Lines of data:

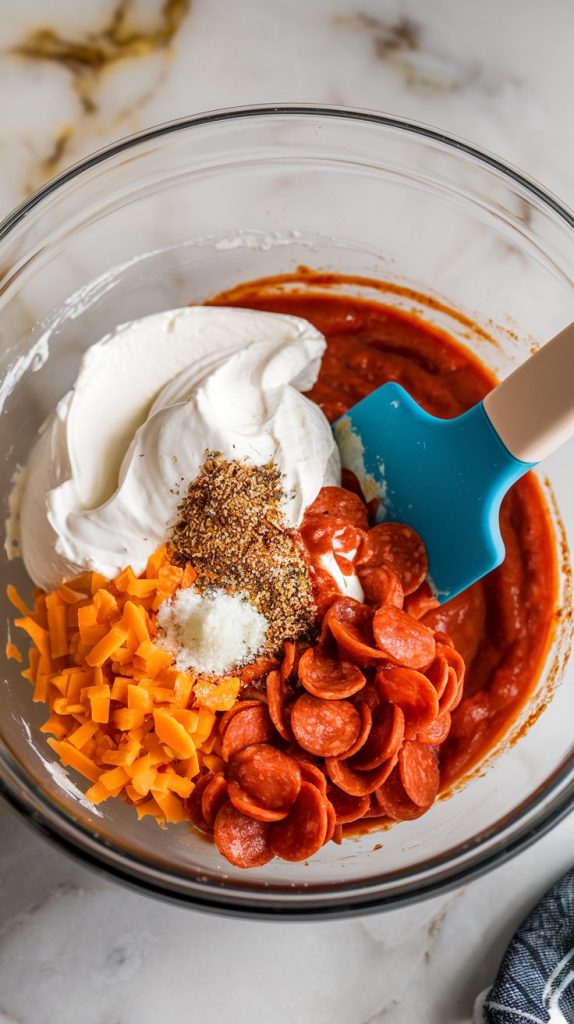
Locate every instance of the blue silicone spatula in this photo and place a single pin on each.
(446, 478)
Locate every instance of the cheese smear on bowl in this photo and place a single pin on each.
(114, 461)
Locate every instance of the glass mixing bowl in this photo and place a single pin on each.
(188, 209)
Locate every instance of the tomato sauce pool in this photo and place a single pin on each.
(501, 625)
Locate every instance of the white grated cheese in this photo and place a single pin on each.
(211, 633)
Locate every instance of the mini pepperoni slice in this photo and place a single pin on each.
(290, 656)
(347, 808)
(395, 803)
(437, 673)
(310, 773)
(340, 504)
(214, 795)
(244, 803)
(436, 732)
(302, 833)
(193, 803)
(386, 737)
(275, 704)
(338, 835)
(327, 677)
(411, 690)
(350, 623)
(238, 707)
(325, 728)
(330, 821)
(399, 547)
(366, 723)
(450, 694)
(418, 769)
(252, 725)
(453, 658)
(243, 841)
(421, 602)
(381, 586)
(270, 776)
(358, 783)
(402, 639)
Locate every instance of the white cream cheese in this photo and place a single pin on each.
(112, 464)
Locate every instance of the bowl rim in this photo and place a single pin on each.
(234, 900)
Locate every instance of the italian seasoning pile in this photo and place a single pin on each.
(231, 529)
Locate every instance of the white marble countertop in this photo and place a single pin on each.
(74, 946)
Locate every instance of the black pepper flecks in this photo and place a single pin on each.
(231, 529)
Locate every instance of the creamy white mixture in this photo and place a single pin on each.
(114, 461)
(211, 633)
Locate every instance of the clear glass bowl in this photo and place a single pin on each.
(193, 207)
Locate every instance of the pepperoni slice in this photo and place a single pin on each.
(275, 705)
(348, 808)
(453, 658)
(351, 624)
(303, 832)
(395, 803)
(338, 835)
(288, 664)
(328, 677)
(386, 737)
(437, 731)
(365, 725)
(358, 783)
(251, 725)
(402, 639)
(399, 547)
(244, 803)
(270, 776)
(251, 673)
(193, 803)
(238, 707)
(418, 769)
(321, 532)
(330, 821)
(438, 674)
(243, 841)
(340, 504)
(310, 773)
(421, 602)
(214, 795)
(411, 690)
(381, 586)
(325, 728)
(451, 694)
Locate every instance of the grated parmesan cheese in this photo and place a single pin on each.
(211, 633)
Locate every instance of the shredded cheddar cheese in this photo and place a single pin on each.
(121, 713)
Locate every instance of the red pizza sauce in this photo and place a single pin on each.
(502, 625)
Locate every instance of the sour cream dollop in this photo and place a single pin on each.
(114, 461)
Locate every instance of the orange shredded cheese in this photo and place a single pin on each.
(120, 713)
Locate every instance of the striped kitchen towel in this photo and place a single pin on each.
(535, 980)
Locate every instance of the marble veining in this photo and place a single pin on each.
(74, 77)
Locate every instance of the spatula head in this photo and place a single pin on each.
(445, 478)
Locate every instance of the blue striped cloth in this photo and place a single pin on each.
(535, 980)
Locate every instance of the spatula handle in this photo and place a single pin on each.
(532, 410)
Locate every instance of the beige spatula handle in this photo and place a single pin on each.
(533, 409)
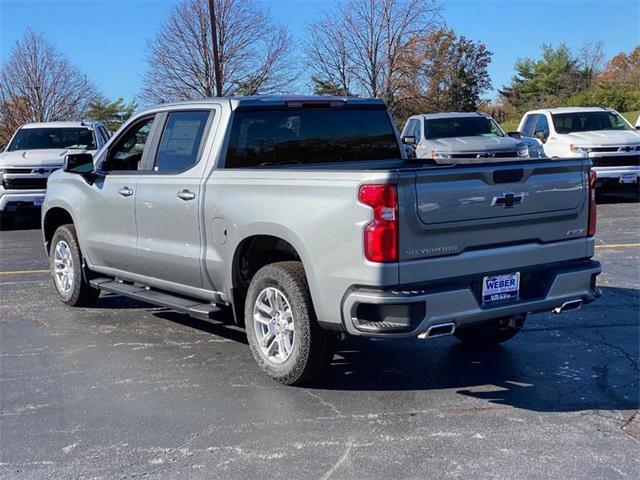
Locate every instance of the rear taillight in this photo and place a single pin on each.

**Requirements**
Leave images out of the retyped records; keep all else exact.

**Response to this exercise**
Locate every instance of the blue silicone spatula in this photo and place a single pin on each.
(446, 478)
Locate every instance of the cheese smear on bowl in this photo and place a single pin on each.
(114, 461)
Locate every instance of the glass mixing bowl in this photo and place a single pin on each.
(188, 209)
Locate every instance of the tomato sauce pool in this photo and place a single pin on each.
(501, 625)
Locate every instance of the white grated cheese in this photo and place a single pin on each.
(211, 633)
Locate every instance of the mini pepperoni slice in this photo and place a single pin on each.
(290, 656)
(347, 808)
(395, 803)
(437, 673)
(310, 773)
(340, 504)
(214, 795)
(244, 803)
(436, 732)
(302, 833)
(193, 803)
(386, 737)
(275, 704)
(338, 835)
(327, 677)
(411, 690)
(350, 623)
(238, 707)
(325, 728)
(330, 821)
(399, 547)
(366, 723)
(450, 694)
(418, 769)
(252, 725)
(453, 658)
(243, 841)
(421, 602)
(381, 586)
(270, 776)
(358, 783)
(402, 639)
Locate every instance of the white cream cheese in this photo and place a single pin on each.
(112, 464)
Locate every instance of the bowl rim in this photo and place a single pin on each.
(234, 900)
Locate every instance of the italian seasoning pile in this photo and place a single pin on each.
(231, 529)
Locate every instance of the white marble countertop in this photo and place a single pin on each.
(74, 946)
Locate every instance of the black pepper flecks in this photo and place a single pin on each.
(231, 529)
Locate every instance of the creamy white mixture in this photo and place a single pin on each.
(114, 461)
(211, 633)
Locate every instance of the clear glass bowl in this photo and place a single pin on each.
(193, 207)
Locate every instance of the pepperoni slice in this photo and place a single pin on each.
(275, 705)
(348, 808)
(453, 658)
(351, 624)
(303, 832)
(395, 803)
(338, 835)
(288, 664)
(328, 677)
(386, 737)
(437, 731)
(365, 725)
(358, 783)
(251, 725)
(402, 639)
(399, 547)
(244, 803)
(270, 776)
(251, 673)
(193, 803)
(238, 707)
(418, 769)
(321, 532)
(330, 821)
(438, 674)
(243, 841)
(340, 504)
(310, 773)
(421, 602)
(214, 795)
(411, 690)
(381, 586)
(325, 728)
(451, 694)
Locate every instance of the grated parmesan cheese in this photo and place a single pin on each.
(211, 633)
Locate every instance of the shredded cheddar cheese in this photo and place a single pin on each.
(121, 713)
Locate every instance of the red pizza sauce in this photo and place a single pin on each.
(502, 625)
Locate every instance of the sour cream dollop in this photo and place a single pin on each.
(114, 461)
Locate every instance of the orange shredded cheese in this photo and place a single pin on each.
(120, 713)
Locate every instance of the striped kitchen towel in this photo and place a single pin on each.
(535, 980)
Locate every instance of the marble veining in this photo and place a single pin on each.
(74, 77)
Locate every instance of the spatula head in this photo and place a single pin on each.
(445, 478)
Locate every instance of the blue striped cloth in this photo and place a single pin on each.
(535, 980)
Locate every instance of the spatula handle in this photo and place a single pin on each.
(532, 410)
Locate every instance of the beige spatula handle in this photo and place a single pin on each.
(533, 409)
Locate every instance of the rear taillight in this photo and place a single pin on each.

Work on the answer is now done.